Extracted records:
>> Start

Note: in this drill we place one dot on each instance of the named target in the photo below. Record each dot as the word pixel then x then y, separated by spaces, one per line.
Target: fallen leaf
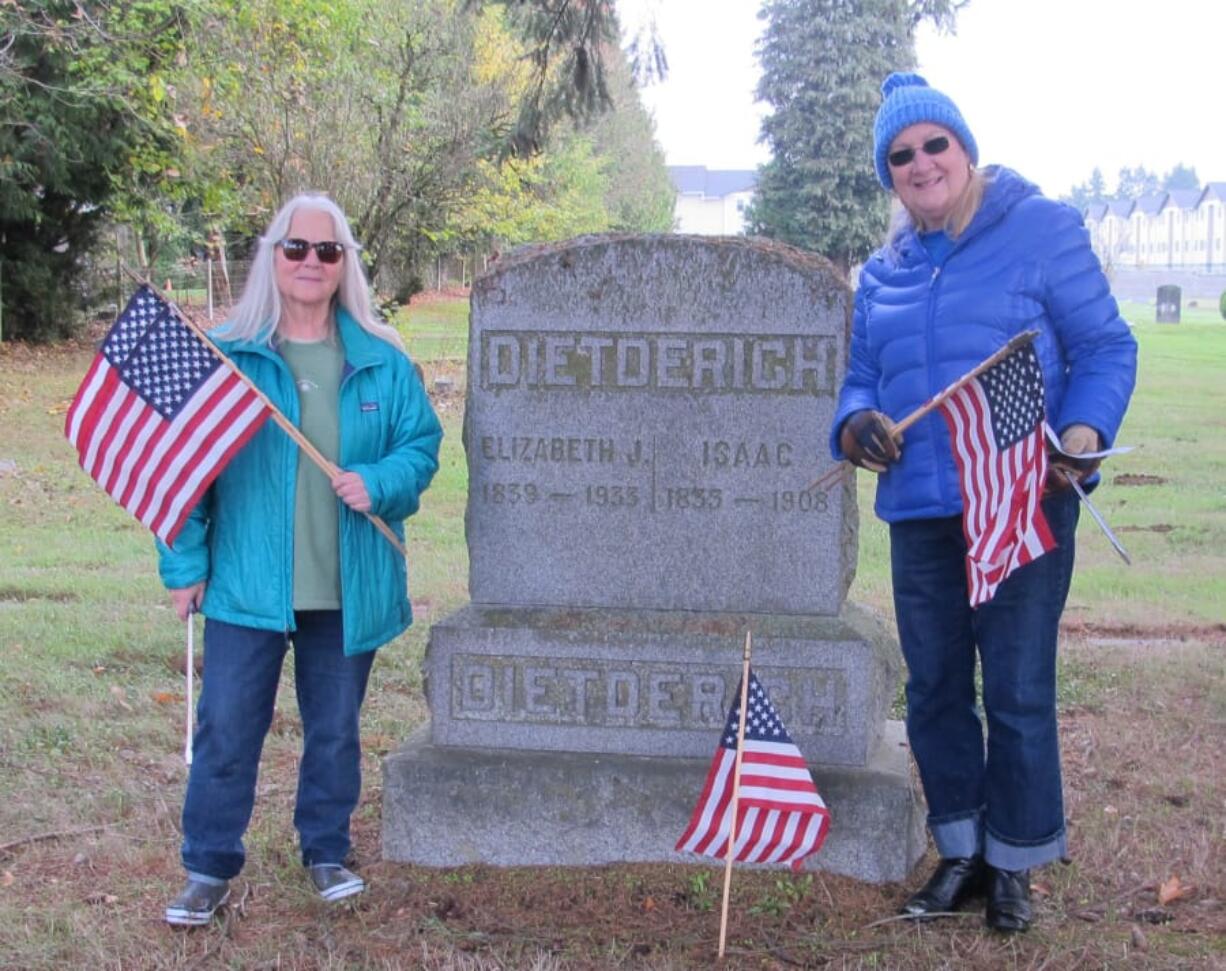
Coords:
pixel 1172 889
pixel 1155 915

>> End

Task to complete => Could you edit the listing so that "dot" becomes "mark" everywhere, with nothing else changed and the picture left out of your answer?

Expected answer =>
Note: in this drill we place one mark on each instance of the named target in the photo below. Record each mark as the word pixel then x then y, separated by spaces, one per line.
Target: fallen leaf
Coords:
pixel 1172 889
pixel 1155 915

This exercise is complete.